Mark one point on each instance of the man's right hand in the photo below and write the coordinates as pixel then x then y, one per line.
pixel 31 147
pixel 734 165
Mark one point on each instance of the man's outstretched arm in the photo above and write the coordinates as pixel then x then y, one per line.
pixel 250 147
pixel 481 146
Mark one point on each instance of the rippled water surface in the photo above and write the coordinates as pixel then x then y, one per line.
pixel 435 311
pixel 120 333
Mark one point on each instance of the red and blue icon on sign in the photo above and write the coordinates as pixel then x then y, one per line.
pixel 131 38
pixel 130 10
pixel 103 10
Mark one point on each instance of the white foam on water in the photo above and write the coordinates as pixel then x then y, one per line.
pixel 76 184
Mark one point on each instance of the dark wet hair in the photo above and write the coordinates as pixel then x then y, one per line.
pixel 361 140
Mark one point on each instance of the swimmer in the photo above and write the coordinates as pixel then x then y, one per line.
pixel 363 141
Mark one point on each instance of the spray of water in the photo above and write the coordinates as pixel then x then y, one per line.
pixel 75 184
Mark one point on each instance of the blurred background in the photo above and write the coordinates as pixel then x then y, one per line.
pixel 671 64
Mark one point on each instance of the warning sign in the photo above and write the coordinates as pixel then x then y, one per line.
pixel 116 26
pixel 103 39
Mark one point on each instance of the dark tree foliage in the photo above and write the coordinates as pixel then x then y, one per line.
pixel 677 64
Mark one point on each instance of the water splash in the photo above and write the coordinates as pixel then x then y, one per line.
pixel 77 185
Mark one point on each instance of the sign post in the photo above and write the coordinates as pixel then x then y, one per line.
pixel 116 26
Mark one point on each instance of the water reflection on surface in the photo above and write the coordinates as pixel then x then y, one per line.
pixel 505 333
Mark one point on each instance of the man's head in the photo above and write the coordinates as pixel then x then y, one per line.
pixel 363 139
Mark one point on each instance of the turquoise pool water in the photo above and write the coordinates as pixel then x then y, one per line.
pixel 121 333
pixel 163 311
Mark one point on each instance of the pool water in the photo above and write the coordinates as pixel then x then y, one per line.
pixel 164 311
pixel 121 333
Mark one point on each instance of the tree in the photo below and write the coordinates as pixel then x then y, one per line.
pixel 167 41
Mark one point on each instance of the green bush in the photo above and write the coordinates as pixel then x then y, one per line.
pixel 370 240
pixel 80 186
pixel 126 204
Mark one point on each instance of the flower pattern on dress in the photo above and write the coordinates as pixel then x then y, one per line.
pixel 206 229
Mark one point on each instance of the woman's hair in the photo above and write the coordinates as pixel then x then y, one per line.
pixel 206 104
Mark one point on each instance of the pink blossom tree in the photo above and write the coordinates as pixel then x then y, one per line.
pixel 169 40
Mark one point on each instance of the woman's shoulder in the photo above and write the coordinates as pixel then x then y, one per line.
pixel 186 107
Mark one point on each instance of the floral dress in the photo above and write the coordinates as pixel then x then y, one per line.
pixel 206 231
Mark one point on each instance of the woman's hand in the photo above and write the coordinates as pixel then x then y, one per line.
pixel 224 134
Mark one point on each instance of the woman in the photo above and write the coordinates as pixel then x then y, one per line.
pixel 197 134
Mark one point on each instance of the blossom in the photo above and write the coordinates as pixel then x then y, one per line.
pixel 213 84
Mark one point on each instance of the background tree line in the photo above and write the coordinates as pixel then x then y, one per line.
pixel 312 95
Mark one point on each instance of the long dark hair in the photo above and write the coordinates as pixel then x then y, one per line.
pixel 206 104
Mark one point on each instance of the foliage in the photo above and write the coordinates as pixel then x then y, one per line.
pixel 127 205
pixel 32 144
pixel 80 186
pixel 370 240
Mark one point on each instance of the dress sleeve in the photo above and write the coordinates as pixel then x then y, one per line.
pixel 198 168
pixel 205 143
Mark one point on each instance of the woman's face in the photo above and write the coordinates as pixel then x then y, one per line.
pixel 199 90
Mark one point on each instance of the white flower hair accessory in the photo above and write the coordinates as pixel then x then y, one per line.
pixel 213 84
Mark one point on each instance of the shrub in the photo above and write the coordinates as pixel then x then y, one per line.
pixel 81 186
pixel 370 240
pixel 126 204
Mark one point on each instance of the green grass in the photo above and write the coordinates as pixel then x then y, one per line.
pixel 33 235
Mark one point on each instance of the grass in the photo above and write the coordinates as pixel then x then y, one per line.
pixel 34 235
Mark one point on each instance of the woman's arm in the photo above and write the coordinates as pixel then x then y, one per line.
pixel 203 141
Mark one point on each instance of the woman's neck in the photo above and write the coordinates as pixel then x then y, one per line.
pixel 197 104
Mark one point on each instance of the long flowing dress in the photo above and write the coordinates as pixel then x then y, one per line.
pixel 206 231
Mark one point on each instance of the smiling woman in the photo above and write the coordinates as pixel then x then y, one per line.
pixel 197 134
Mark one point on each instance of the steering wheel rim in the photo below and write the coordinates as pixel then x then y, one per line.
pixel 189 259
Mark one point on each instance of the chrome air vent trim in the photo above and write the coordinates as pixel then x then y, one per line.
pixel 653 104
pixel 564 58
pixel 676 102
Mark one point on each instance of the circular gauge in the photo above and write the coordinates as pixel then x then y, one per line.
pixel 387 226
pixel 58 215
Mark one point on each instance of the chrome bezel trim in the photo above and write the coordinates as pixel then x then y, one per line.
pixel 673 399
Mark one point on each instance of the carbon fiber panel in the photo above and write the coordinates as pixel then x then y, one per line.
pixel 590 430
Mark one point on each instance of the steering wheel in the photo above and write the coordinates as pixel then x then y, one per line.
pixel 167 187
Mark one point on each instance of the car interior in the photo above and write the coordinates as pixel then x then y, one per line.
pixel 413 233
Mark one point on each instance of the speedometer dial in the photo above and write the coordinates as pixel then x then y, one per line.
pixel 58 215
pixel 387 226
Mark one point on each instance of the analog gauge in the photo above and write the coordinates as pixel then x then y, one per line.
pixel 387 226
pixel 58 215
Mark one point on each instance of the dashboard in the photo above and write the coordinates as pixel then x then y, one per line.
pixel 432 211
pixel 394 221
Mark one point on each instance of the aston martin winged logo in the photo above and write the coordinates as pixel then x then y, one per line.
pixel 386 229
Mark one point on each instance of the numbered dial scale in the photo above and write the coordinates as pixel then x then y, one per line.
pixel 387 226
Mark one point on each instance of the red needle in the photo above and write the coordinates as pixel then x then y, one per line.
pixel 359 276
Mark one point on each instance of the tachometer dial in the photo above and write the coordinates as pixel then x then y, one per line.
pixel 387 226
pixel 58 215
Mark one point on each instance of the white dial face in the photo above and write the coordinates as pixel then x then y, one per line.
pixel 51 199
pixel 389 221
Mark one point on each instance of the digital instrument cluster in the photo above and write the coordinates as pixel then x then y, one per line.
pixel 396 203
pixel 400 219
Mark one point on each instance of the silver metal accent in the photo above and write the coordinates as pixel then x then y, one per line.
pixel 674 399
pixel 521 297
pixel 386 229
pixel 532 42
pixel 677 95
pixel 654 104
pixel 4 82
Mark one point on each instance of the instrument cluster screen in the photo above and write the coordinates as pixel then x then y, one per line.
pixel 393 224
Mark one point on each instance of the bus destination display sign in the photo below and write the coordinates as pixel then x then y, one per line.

#### INSTRUCTION
The entries above must be returned exactly.

#### IN RESPONSE
Mark one point on each instance of the man's right hand in the photo below and write the coordinates as pixel then x then y, one per line.
pixel 31 147
pixel 734 165
Mark one point on each instance of the man's outstretched arm in the photo above and write the coordinates as pixel then x then y, one per line.
pixel 250 147
pixel 481 146
Mark one point on each instance of the rippled water surface in the photo above and write the coordinates as pixel then x then y, one per line.
pixel 435 311
pixel 120 333
Mark one point on each instance of the red and blue icon on sign in the photo above and write the coordinates as pixel then x then y, one per line.
pixel 131 38
pixel 130 10
pixel 103 10
Mark one point on each instance of the white foam on water in the photo above and write the coordinates as pixel then x then y, one per line.
pixel 76 184
Mark one point on each instance of the dark wet hair in the photo above and write the coordinates as pixel then x then y, one per line.
pixel 361 140
Mark one point on each instance of the swimmer in the photo above and write the coordinates as pixel then x then y, one per line.
pixel 363 141
Mark one point on each instance of the spray of water in the photo above and write the coordinates as pixel then x then y, one per line.
pixel 75 184
Mark one point on each instance of the blurred background in the photo above and write the coordinates as pixel then x then y, one per line.
pixel 671 64
Mark one point on each instance of the warning sign in the photo above and write the coordinates as pixel then x then y, one per line.
pixel 116 26
pixel 103 39
Mark one point on each instance of the dark tree foliage in the photo above and write the coordinates as pixel then x then y, one per line.
pixel 677 64
Mark one point on each instance of the water splash in the photo above and write the coordinates as pixel then x then y, one per line.
pixel 77 185
Mark one point on each instance of the sign post in the photo above and write the coordinates as pixel then x then y, one per line.
pixel 116 26
Mark one point on each instance of the water reflection on surface in the photo above and write the coordinates as pixel then x then y, one per line.
pixel 505 333
Mark one point on each instance of the man's head in the photo above and write the coordinates as pixel then x then y, one per line.
pixel 363 139
Mark one point on each instance of the turquoise pool water in the photo above and write the coordinates as pixel then x then y, one per line.
pixel 121 333
pixel 163 311
Mark one point on each instance of the pool water in the photo above and write the coordinates as pixel then x then y, one per line.
pixel 164 311
pixel 121 333
Mark one point on each instance of the tree in the photo below and write the coordinates as pixel then x then y, one per line.
pixel 167 41
Mark one point on each instance of the green bush in the photo above and write the coordinates as pixel then x then y, one per line.
pixel 370 240
pixel 80 186
pixel 126 204
Mark one point on each instance of the flower pattern on dress in the photo above and write the coordinates as pixel then x then y, one per line.
pixel 206 229
Mark one point on each instance of the woman's hair in the photo above and write the coordinates as pixel then x then y, one per line.
pixel 206 104
Mark one point on each instance of the pink blossom tree in the photo above and write the coordinates as pixel then x then y, one per line.
pixel 169 40
Mark one point on each instance of the woman's shoulder in the photo above and write the coordinates as pixel then x then y, one per line.
pixel 186 107
Mark one point on each instance of the floral dress in the photo above and write the coordinates as pixel then x then y, one per line.
pixel 206 231
Mark one point on each instance of the woman's hand in the photo above and write the coordinates as pixel then x then y, one per line.
pixel 224 134
Mark one point on each instance of the woman in the photo above and write the coordinates as pixel then x then y, one per line.
pixel 197 134
Mark one point on each instance of the blossom in the photo above and write the coordinates as pixel then x then y, one per line.
pixel 213 84
Mark one point on each instance of the background tree line in the photo above and write the coordinates as pixel then x then y, one per line.
pixel 312 95
Mark one point on each instance of the long dark hair in the photo above and write the coordinates as pixel then x then y, one per line.
pixel 206 104
Mark one point on each instance of the foliage in the photo above and write the coordinates as pixel then x then y, one per line.
pixel 127 205
pixel 32 144
pixel 80 186
pixel 370 240
Mark one point on each instance of the dress sleeve in the photo above and write the coordinates as pixel then x then y, one per line.
pixel 198 168
pixel 205 143
Mark one point on each instance of the woman's face in the photo above and write the coordinates as pixel then x then y, one per line.
pixel 199 90
Mark one point on each instance of the white flower hair accessory in the photo above and write the coordinates as pixel then x then y, one per line.
pixel 213 84
Mark one point on each instance of the shrub in the photo above and write the coordinates as pixel then x then y, one per line.
pixel 81 186
pixel 370 240
pixel 126 204
Mark one point on each instance of the green grass in the photo above and write the coordinates as pixel then x then y, one per line.
pixel 33 235
Mark one point on each instance of the grass in the photo above and write the coordinates as pixel then x then y, one per line.
pixel 34 235
Mark one point on each instance of the woman's arm in the photo above and write the coordinates as pixel then x then y, one per line.
pixel 203 141
Mark one point on each instance of the woman's neck in the photo above and write the coordinates as pixel then x then y, one per line.
pixel 197 104
Mark one point on each instance of the long flowing dress in the photo above and write the coordinates as pixel then x then y, one per line.
pixel 206 231
Mark one point on each instance of the smiling woman in the photo above and write the coordinates as pixel then x then y, one per line.
pixel 197 134
Mark one point on each instance of the steering wheel rim in the photo below and write the coordinates as pixel then x then y, one per line.
pixel 189 259
Mark one point on each instance of the chrome air vent trim in the photo above and write the coordinates as pixel then x then y, one per line.
pixel 653 104
pixel 564 58
pixel 676 102
Mark one point on each instance of the circular gauge in the photo above and write the coordinates as pixel then x then y, one per line.
pixel 387 226
pixel 58 215
Mark one point on each instance of the chrome bezel trim in the photo above and write the coordinates as pixel then x then y, one per line.
pixel 673 399
Mark one point on each instance of the carbon fiber panel in the photo above and write the coordinates as pixel then x then y, one per line.
pixel 590 430
Mark one point on each instance of the steering wheel in the photo above and write the coordinates as pixel then x then y, one per line.
pixel 167 187
Mark one point on each instance of the car interior in the photo above and write the coordinates as pixel then x then y, one per line.
pixel 413 233
Mark one point on each instance of the speedometer dial in the photo above and write the coordinates as pixel then x then y, one per line.
pixel 58 215
pixel 387 226
Mark one point on each instance of the analog gauge in the photo above and write the coordinates as pixel then x then y, one per line.
pixel 387 226
pixel 58 215
Mark one point on each instance of the dashboard in the photo above and write the coordinates as pixel then x then y, one per line.
pixel 432 211
pixel 394 221
Mark one point on each instance of the aston martin winged logo in the photo above and write the coordinates as pixel then x then y, one per line.
pixel 386 229
Mark one point on each instance of the numbered dial scale in the photo above and write the coordinates as pixel then x then y, one per line.
pixel 387 226
Mark one point on each instance of the red needle in the photo above and write the coordinates as pixel then x then y, one per line.
pixel 359 276
Mark one point on each instance of the tachometer dial in the photo above and write the coordinates as pixel then x then y, one per line.
pixel 387 226
pixel 58 215
Mark one point on each instance of the white dial face in the photo above and write the coordinates as pixel then x then y, one per line.
pixel 51 199
pixel 389 221
Mark one point on each instance of the digital instrument cluster in the photo above and write the coordinates as pixel then x then y, one per line.
pixel 396 203
pixel 400 219
Mark one point on each instance of the silver metal accent in the photo above and write the coordinates as pixel then x then y, one per line.
pixel 674 399
pixel 521 297
pixel 386 229
pixel 532 42
pixel 677 95
pixel 654 104
pixel 4 82
Mark one point on each instance of the instrument cluster screen in the photo above and write the coordinates as pixel then x then y, one per line.
pixel 393 224
Mark one point on each instance of the bus destination display sign in the photo below and write the coordinates as pixel then x then y, one per line.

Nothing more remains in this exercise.